- _Exercise requirements_: Gather every line in the material below that contains the word "tree", treating uppercase and lowercase as different.

|---|

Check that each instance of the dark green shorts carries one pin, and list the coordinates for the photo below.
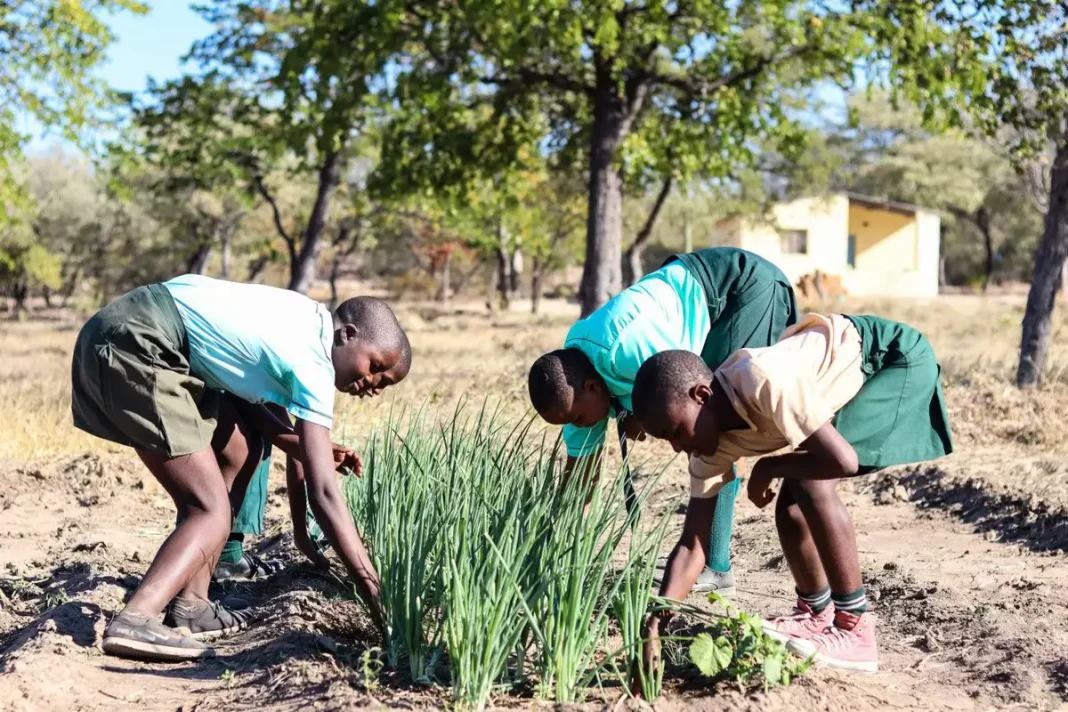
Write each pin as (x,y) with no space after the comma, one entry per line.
(898,416)
(130,378)
(750,301)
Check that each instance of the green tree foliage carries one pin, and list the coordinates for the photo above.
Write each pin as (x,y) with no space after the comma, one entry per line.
(304,88)
(628,91)
(48,50)
(990,222)
(1025,90)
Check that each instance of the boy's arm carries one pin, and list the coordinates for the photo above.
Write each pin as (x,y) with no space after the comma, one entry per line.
(331,513)
(298,509)
(685,565)
(275,428)
(825,455)
(273,423)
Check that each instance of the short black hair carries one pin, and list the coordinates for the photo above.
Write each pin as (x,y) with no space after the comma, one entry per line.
(663,380)
(555,377)
(376,321)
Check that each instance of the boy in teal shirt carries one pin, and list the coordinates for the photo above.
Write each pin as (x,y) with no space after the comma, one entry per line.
(147,374)
(710,302)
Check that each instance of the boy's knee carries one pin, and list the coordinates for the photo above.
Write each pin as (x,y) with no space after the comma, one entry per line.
(814,491)
(209,505)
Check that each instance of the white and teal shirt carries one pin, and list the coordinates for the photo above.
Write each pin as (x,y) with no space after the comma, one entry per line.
(666,310)
(261,344)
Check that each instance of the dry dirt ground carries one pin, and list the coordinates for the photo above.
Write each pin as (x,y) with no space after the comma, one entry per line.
(963,557)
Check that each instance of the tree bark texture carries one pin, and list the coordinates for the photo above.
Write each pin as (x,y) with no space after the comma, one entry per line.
(633,255)
(302,270)
(1050,259)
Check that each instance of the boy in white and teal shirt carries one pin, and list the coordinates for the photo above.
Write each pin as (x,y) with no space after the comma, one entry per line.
(710,302)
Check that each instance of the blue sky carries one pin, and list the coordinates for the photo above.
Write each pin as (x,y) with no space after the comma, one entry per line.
(146,46)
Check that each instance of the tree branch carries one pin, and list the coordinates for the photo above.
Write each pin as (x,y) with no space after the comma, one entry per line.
(257,183)
(697,85)
(650,221)
(530,78)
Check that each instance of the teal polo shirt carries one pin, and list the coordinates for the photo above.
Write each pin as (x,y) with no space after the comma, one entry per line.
(666,310)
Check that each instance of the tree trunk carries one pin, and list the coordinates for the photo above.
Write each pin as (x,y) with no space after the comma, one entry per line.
(334,273)
(503,266)
(465,278)
(198,260)
(601,273)
(516,272)
(537,270)
(256,267)
(633,254)
(302,271)
(444,291)
(68,288)
(983,222)
(491,286)
(20,293)
(1050,259)
(226,238)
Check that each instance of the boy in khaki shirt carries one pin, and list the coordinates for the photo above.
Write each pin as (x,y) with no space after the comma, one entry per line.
(839,396)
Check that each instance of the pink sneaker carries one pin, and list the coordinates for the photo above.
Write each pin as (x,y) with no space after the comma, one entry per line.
(848,644)
(802,623)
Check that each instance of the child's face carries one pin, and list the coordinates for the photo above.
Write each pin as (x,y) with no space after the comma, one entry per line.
(689,424)
(589,407)
(362,368)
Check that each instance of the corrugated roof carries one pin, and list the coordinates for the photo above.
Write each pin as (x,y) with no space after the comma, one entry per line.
(882,204)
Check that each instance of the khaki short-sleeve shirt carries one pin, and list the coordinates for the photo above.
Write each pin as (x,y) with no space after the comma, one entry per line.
(784,392)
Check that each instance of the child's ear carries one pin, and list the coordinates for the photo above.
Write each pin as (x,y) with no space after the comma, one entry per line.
(701,393)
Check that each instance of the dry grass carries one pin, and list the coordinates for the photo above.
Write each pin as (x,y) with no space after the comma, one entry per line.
(462,352)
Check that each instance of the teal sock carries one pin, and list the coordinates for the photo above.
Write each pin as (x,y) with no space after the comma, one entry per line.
(854,602)
(719,543)
(817,601)
(233,550)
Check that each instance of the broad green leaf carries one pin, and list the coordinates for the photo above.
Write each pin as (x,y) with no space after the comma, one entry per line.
(711,655)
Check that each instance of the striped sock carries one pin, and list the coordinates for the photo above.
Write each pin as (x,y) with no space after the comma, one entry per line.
(854,602)
(817,601)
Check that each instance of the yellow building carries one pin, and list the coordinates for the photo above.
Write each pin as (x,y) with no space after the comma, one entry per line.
(878,248)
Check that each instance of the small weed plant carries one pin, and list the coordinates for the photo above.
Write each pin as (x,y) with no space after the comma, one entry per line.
(738,649)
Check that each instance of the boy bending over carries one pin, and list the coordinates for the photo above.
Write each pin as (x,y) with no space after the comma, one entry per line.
(147,373)
(848,395)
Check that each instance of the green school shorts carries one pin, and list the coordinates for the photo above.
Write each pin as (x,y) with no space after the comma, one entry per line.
(130,378)
(898,415)
(750,301)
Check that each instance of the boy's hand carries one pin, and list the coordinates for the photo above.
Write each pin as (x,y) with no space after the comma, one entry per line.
(307,547)
(345,458)
(759,487)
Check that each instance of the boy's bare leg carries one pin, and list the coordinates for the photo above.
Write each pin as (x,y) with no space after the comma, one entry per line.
(238,452)
(797,542)
(832,532)
(199,491)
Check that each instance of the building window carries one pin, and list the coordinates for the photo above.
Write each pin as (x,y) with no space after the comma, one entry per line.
(794,241)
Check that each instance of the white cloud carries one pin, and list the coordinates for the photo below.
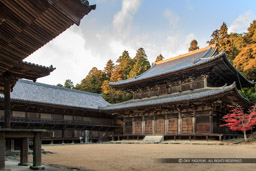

|---|

- _Correct response_:
Check that each instance of the green tree foliage carries one pin, and list the coordinates for the photo above.
Check that each instance of the tree bark texture carries one pin, and list the coordinates for the photo above.
Check that each instance of the tree branch carries one pin, and list the coordinates for the photo above.
Check that each instance of the tree trunk carries one pin, and list the coordinates for the photo above.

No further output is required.